* **What is being asked**:
Copy out everything from the line containing "Where in this drawing can the two-story" down to the line containing "0,149 -> 162,309", both of those lines included, with no changes.

Coordinate annotation entries:
++++++

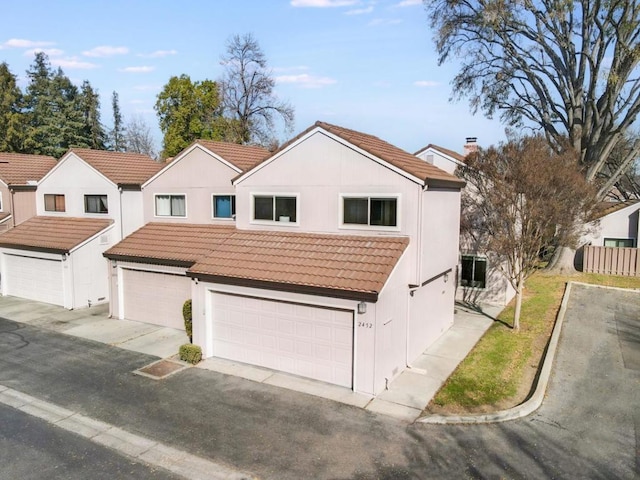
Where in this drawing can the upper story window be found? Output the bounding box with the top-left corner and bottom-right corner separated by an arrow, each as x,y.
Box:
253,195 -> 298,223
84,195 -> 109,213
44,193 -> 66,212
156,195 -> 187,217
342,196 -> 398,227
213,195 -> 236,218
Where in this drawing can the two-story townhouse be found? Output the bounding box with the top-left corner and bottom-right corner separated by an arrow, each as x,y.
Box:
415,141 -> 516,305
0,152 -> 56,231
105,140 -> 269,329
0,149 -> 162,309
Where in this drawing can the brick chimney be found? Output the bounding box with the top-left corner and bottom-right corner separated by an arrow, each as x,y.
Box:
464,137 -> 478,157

++++++

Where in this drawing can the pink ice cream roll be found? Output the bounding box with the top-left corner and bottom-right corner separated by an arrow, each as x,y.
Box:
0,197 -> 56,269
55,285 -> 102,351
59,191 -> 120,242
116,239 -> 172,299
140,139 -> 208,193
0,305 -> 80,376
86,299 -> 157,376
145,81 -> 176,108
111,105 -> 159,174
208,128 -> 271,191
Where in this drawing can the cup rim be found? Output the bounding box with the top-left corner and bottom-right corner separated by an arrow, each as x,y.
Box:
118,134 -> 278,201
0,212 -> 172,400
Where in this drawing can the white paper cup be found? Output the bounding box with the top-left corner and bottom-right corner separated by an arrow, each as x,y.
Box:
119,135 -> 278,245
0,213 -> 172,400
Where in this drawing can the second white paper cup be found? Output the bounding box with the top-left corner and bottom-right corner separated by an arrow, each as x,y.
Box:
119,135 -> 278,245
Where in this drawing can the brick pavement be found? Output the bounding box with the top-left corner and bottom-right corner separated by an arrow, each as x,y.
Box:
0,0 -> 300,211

++++++

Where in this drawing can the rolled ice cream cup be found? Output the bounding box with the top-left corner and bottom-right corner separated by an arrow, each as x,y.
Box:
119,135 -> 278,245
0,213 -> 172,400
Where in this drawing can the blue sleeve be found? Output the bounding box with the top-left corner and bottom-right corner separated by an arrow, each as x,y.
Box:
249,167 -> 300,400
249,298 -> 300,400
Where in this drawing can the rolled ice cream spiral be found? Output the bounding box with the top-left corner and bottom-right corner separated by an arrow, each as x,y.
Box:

++++++

* **Answer below**:
Where in this drawing can the two-story townhouse be found? Output the bounding box with the top-left corner and bottom-right corner separated by an arrow, each as x,y.
Box:
415,141 -> 516,305
0,152 -> 56,231
105,140 -> 269,329
0,149 -> 162,309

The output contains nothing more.